--- Text block ---
Kelly Saderholm’s guest blog about her and her daughter’s recent stint as shopsitters in the Little Bookstore –

“Oh, wow, I just LOVE it here!” The customer said as she handed me money for her purchases. “I could LIVE in a bookstore!”

“I am living here,” I said, happily, as I gave her a receipt and explained how I was shop-sitting while Wendy and Jack were away in Scotland.

“That’s really COOL,” she said. And she was right.

My daughter Rachel and I agreed to shop-sit and look after the two dogs and ever-changing number of foster cats; in exchange, we could pick out whatever books we wanted, and have the experience of tending a bookstore. For so many of us hard-core reader types, this is a secret fantasy. In the age of disappearing brick and mortar stores (of any kind but especially bookstores) I had often wondered how that fantasy would stack up against the real thing. In this case, the reality fared pretty well!

I was fortunate not to have bad days, crank customers, or disasters. The worse thing that happened was that Bert, one of the dogs, got upset by the Fourth of July firecrackers and chewed up a basement step.

The best thing? There were so many “best things” it is hard to choose. Of course the books, surrounded by books, ahhhhh. I loved chatting with customers. With a high school class reunion and the holiday weekend, people from all over were visiting family and friends. Most had either read Wendy’s book or heard about the bookstore from friends and family. It was interesting talking to people from different regions, discovering their connection to the area.
--- Information supplied ---
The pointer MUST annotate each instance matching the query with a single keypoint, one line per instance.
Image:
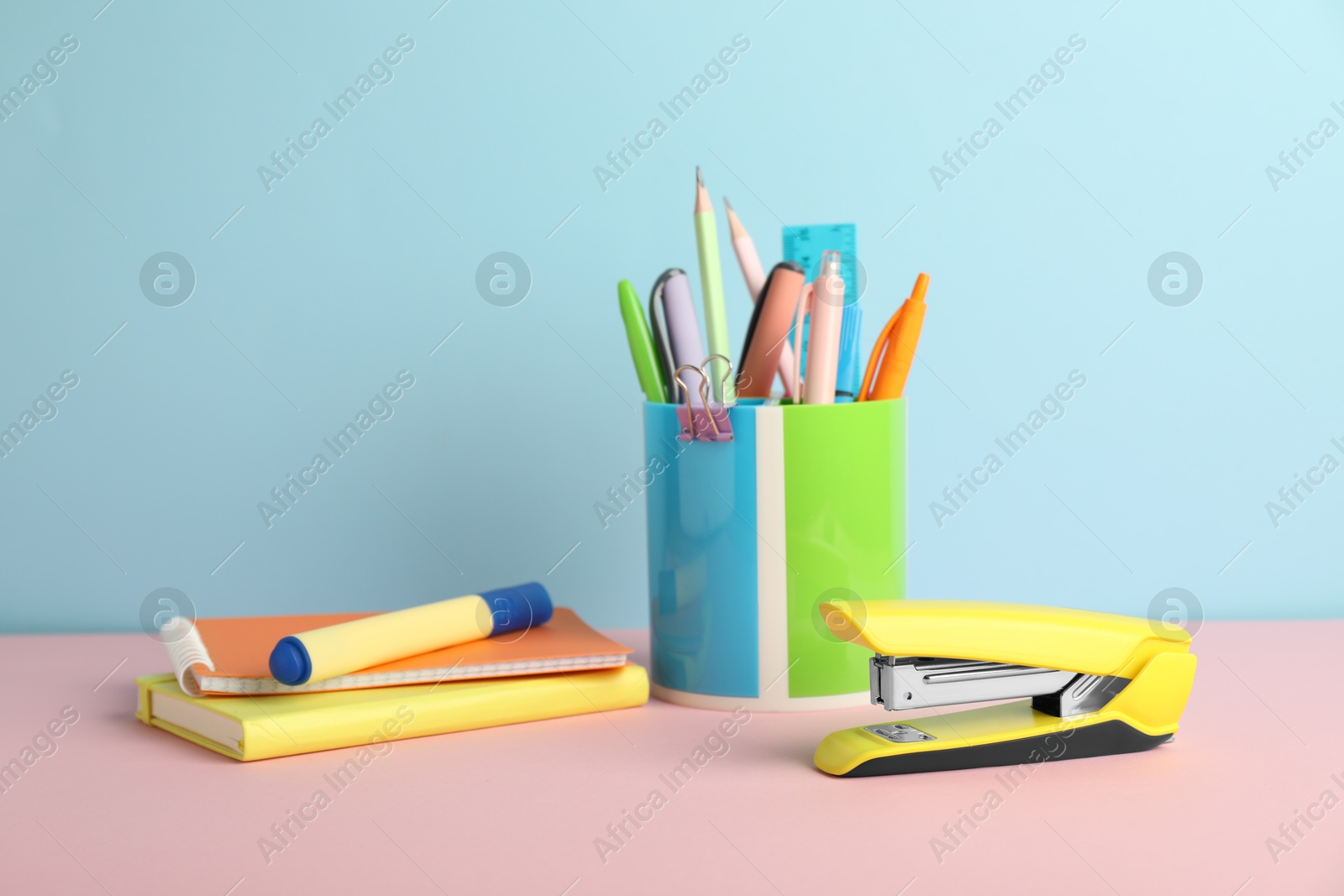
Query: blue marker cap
---
- _What is asked_
**A.** Rewrite the shop-sitting blog post from the words "My daughter Rachel" through "a basement step.", swapping "Bert" for "Max". Begin at the words "My daughter Rachel" and stop after "a basement step.".
**B.** Translate this sentence from the shop-sitting blog post into Spanish: "I was fortunate not to have bad days, crank customers, or disasters."
**C.** Write the next part of the shop-sitting blog post, picking up after its last sentence.

- _Answers to the tasks_
**A.**
My daughter Rachel and I agreed to shop-sit and look after the two dogs and ever-changing number of foster cats; in exchange, we could pick out whatever books we wanted, and have the experience of tending a bookstore. For so many of us hard-core reader types, this is a secret fantasy. In the age of disappearing brick and mortar stores (of any kind but especially bookstores) I had often wondered how that fantasy would stack up against the real thing. In this case, the reality fared pretty well!

I was fortunate not to have bad days, crank customers, or disasters. The worse thing that happened was that Max, one of the dogs, got upset by the Fourth of July firecrackers and chewed up a basement step.

**B.** Tuve la suerte de no tener días malos, clientes gruñones ni desastres.

**C.**
Even more interesting were the people living here. Rachel and I fell in love with the place. I realized that our temporary home was not just a used bookstore, but Big Stone Gap’s Bookstore, catering to the needs and wants of the community. In the introduction to one of my favorite books, Laural’s Kitchen, one of the authors, Carol Flinders, talks about “a sense of place.” Jack and Wendy’s shop is very much a nurturing “Place” with capital letters, where people feel a connection to each other, to the town, the region, the culture.

Speaking of cooking and food and place- Kelley’s Second Story Cafe (on the bookstore’s second floor) is another very special place, with delicious food. She kept us well-fed during our stay!

Kelley’s food nurtured our bodies, the books nurtured our minds, but a third, intangible element of the bookstore nurtured our souls. A strong sense of Quiet pervades the bookstore. That feeling was re-enforced as Rachel and I took our leave last Sunday just as the Friends Meeting started upstairs. But the whole week there was a gentle, quiet feeling throughout the place. Several customers remarked on it. All week people came in just to browse and enjoy the quiet. One guy stayed for two hours.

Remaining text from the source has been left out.